Passage provided —
◆ ◆ ◆ ◆ ◆

This command helps writers:

  • Extract all unique procedures from a page for testing or migration
  • Generate individual procedure files for each distinct procedure
  • Understand how many different procedures exist in a document
  • Create standalone procedure files for reuse or testing
  • See which selections each procedure appears in

Basic Usage:

# Extract all unique procedures from a file
./audit-cli extract procedures path/to/file.rst -o ./output

# Extract only procedures that appear in a specific selection
./audit-cli extract procedures path/to/file.rst -o ./output --selection "driver, nodejs"

# Dry run (show what would be extracted without writing files)
./audit-cli extract procedures path/to/file.rst -o ./output --dry-run

# Verbose output (shows all selections each procedure appears in)
./audit-cli extract procedures path/to/file.rst -o ./output -v

# Expand include directives inline
./audit-cli extract procedures path/to/file.rst -o ./output --expand-includes

Flags:

  • -o, --output <dir> - Output directory for extracted procedure files (default: ./output)
  • --selection <value> - Extract only procedures that appear in a specific selection (e.g., "python", "driver, nodejs")
  • --expand-includes - Expand include directives inline instead of preserving them
  • --dry-run - Show what would be extracted without writing files
  • -v, --verbose - Show detailed processing information including all selections each procedure appears in

Output Format:

Extracted files are named: {heading}_{first-step-title}_{hash}.rst

The filename includes:

  • Heading: The section heading above the procedure
  • First step title: The title of the first step (for readability)
  • Hash: A short 6-character hash of the content (for uniqueness)

Examples:

  • before-you-begin_pull-the-mongodb-docker-image_e8eeec.rst
  • install-mongodb-community-edition_download-the-tarball_44c437.rst
  • configuration_create-the-data-and-log-directories_f1d35b.rst

Verbose Output:

With the -v flag, the command shows detailed information about each procedure:

Found 36 unique procedures:

1. Before You Begin
   Output file: before-you-begin-pull-the-mongodb-docker-image-e8eeec.rst
   Steps: 5
   Appears in 2 selections:
     - docker, None, None, None, None, None, without-search-docker
     - docker, None, None, None, None, None, with-search-docker

2. Install MongoDB Community Edition
   Output file: install-mongodb-community-edition-download-the-tarball-44c437.rst
   Steps: 4
   Appears in 1 selections:
     - macos, None, None, tarball, None, None, None

Supported Procedure Types:

The command recognizes and extracts:

  • .. procedure:: directives with .. step:: directives
  • Ordered lists (numbered or lettered) as procedures
  • .. tabs:: directives with :tabid: options for variations
  • .. composable-tutorial:: directives with .. selected-content:: blocks
  • Sub-procedures (ordered lists within steps)
  • YAML steps files (automatically converted to RST format)

How Uniqueness is Determined:

Procedures are grouped by:

  1. Heading: The section heading above the procedure
  2. Content hash: A hash of the procedure's steps and content

This means:

  • Procedures with the same heading but different content are treated as separate unique procedures
  • Procedures with identical content that appear in multiple selections are extracted once
  • The output file shows all selections where that procedure appears (visible with -v flag)

◆ ◆ ◆ ◆ ◆

Pointing data excerpts —
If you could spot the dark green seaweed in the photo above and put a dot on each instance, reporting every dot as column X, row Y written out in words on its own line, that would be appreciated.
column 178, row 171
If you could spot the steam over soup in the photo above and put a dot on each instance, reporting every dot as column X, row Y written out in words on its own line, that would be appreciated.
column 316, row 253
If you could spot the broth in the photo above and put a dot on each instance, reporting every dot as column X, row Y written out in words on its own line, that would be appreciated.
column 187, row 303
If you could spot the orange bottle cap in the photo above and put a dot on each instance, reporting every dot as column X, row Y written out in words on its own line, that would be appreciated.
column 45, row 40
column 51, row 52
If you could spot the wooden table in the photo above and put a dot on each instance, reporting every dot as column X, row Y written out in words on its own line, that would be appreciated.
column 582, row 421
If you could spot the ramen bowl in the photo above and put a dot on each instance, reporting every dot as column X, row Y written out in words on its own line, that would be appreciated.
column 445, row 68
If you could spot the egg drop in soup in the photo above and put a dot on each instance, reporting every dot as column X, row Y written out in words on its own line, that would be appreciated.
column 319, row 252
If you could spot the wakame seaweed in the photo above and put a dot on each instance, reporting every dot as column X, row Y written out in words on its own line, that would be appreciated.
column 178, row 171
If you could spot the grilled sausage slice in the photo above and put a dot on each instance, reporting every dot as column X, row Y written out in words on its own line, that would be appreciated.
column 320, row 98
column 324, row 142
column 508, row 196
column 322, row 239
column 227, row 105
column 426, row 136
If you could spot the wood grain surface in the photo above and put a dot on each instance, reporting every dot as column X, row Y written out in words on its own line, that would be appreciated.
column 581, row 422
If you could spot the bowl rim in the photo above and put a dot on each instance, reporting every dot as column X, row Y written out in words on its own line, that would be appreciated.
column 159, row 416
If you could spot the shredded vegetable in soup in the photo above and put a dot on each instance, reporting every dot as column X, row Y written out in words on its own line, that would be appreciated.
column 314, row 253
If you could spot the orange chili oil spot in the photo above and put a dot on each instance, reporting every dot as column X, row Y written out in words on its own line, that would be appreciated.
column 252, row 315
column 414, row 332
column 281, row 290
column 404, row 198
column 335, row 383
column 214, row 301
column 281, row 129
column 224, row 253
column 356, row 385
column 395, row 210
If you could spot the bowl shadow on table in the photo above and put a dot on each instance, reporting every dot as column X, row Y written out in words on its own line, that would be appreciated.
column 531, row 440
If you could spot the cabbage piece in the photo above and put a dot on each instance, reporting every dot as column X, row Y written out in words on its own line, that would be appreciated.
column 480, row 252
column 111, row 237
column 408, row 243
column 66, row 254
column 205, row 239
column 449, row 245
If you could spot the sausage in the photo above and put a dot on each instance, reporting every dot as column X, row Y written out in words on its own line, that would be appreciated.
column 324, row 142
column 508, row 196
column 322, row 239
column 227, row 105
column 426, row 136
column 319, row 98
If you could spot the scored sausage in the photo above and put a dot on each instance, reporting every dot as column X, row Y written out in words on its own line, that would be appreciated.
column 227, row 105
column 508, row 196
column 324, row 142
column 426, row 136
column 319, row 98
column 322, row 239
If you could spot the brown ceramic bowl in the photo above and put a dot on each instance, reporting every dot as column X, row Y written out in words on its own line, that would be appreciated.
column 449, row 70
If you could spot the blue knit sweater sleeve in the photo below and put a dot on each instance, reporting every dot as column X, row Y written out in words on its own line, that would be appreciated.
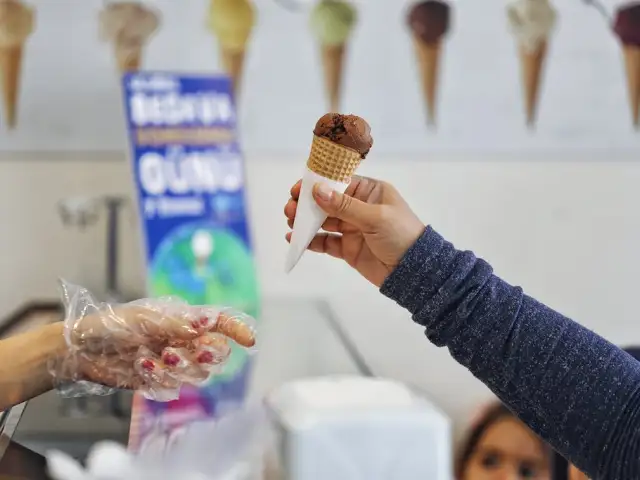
column 576, row 390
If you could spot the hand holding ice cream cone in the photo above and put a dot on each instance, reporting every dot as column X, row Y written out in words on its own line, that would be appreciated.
column 16, row 24
column 332, row 23
column 128, row 27
column 429, row 21
column 232, row 22
column 340, row 143
column 531, row 22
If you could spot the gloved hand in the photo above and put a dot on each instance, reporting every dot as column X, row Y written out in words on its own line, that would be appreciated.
column 152, row 345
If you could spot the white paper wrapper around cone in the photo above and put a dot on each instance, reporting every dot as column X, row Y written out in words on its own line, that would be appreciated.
column 309, row 216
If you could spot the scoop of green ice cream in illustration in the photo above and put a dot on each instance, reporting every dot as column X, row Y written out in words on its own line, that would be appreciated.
column 332, row 22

◆ ◆ ◆ ◆ ◆

Problems to work on —
1 > List every flag described in the audit-cli documentation, giving both forms where the text provides a short and a long form.
2 > Identify and copy each line of the rows that contains the word "cabbage".
The text and the rows are unrelated pieces of material.

The results —
1 >
-o, --output
--selection
--expand-includes
--dry-run
-v, --verbose

2 >
If you could spot the cabbage piece in the photo above and put a dot on each instance, reporting every dot as column X, row Y written out in words on its own line, that would be appreciated.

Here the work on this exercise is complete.